## [SOURCE DATA]

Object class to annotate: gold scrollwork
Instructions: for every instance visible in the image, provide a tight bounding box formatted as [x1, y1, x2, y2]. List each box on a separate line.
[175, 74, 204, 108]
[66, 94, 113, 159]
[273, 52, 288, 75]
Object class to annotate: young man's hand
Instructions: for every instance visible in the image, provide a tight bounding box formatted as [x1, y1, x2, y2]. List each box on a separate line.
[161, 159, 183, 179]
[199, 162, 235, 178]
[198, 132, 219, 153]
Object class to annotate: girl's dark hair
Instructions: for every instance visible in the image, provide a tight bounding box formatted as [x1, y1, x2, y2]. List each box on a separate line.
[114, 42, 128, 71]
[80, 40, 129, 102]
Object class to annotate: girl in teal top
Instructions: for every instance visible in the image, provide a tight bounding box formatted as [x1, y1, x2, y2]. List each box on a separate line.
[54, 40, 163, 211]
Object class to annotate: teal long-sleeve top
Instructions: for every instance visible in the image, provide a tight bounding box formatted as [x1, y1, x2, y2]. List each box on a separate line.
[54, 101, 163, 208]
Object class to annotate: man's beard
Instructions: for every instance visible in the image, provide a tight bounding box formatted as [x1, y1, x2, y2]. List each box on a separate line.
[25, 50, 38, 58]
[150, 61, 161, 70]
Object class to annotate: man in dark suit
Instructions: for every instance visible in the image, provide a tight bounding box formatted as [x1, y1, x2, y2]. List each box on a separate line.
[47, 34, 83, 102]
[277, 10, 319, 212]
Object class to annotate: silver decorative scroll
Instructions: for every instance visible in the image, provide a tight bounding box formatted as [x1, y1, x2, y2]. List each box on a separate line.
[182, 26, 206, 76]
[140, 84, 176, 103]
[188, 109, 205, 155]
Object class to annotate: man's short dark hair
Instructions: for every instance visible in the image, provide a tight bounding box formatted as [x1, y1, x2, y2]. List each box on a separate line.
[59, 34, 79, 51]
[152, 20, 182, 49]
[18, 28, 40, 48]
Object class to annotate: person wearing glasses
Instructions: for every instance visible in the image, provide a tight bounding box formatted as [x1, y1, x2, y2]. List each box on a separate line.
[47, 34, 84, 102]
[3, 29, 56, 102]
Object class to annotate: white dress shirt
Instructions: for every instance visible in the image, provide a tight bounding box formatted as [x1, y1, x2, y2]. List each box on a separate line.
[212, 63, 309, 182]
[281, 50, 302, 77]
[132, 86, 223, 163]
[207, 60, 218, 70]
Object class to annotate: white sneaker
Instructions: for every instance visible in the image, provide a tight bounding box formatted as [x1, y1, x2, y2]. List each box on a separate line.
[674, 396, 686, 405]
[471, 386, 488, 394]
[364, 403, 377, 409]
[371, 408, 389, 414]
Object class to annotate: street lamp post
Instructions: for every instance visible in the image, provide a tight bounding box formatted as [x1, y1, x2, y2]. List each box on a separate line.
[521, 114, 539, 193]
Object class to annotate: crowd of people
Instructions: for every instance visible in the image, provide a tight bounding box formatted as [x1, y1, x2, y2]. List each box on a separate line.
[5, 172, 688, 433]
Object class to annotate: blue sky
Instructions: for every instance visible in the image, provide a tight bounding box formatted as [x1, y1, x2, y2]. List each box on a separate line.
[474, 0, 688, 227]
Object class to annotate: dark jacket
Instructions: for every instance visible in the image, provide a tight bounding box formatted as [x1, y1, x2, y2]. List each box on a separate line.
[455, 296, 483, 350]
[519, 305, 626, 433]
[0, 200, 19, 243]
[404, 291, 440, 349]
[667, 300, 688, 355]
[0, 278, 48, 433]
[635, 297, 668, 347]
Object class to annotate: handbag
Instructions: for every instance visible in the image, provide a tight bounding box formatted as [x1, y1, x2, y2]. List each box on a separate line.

## [ABOUT THIS TASK]
You are asked to reproduce word for word the line containing "Object class to annotate: handbag" and every subsequent line through the end of the entries.

## [FINAL ANSWER]
Object class to annotate: handbag
Instructions: for every instance visible in the image, provide a tight bounding box formatted as [x1, y1, x2, y2]. List each box on a separate line.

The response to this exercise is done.